GOAL OF THE EXERCISE |
Find the line in the data below that contains "the woman's face". Return that line and all the lines after it, unchanged.

Natural language region descriptions

________________

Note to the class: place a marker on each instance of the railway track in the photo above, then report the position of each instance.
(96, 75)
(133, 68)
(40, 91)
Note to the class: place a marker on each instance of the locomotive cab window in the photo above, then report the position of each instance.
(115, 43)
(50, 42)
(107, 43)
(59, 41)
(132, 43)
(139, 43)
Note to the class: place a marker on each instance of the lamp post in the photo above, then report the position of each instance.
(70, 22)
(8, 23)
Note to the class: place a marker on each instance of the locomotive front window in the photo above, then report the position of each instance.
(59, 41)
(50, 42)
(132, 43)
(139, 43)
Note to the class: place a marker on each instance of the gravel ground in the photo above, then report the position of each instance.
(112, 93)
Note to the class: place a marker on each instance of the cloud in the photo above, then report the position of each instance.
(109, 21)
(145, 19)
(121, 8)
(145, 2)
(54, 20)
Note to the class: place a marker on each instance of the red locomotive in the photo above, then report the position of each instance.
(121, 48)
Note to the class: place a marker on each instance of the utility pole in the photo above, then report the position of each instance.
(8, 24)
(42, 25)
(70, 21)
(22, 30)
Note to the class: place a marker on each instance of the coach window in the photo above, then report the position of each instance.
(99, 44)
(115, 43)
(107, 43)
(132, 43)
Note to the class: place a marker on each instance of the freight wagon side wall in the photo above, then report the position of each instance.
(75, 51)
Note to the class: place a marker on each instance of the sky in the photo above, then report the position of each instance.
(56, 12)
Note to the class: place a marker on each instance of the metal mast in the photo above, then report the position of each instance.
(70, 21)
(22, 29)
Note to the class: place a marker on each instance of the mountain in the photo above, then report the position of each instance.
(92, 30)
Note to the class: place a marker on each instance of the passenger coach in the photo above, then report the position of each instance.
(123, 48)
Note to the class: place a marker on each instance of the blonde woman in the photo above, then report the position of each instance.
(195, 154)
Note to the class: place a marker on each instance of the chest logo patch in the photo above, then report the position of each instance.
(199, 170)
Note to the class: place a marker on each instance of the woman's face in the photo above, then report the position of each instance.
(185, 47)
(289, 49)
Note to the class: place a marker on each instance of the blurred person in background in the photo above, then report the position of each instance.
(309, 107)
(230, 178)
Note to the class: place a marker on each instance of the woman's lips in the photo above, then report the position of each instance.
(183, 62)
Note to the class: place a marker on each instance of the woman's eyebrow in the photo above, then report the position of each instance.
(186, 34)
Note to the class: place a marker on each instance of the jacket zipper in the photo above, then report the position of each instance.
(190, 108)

________________

OUTPUT BELOW |
Note to the class: place a marker on each instance of the woman's face in the photo above, then report the position of each instance.
(185, 47)
(289, 49)
Note to the class: place a marker on each instance of the blurred person in background in the photo above, then report the position of each instance.
(309, 107)
(230, 178)
Note to the class: place a marker on each instance of the woman's lips in the photo above, then report the position of each instance.
(183, 62)
Note to the class: place a marker on each instance of the woman's eyebrow in the photo above, then report the position of each instance.
(186, 34)
Note to the class: place a marker on each instance of the jacket zipper in the photo above, then report the position of each instance.
(190, 108)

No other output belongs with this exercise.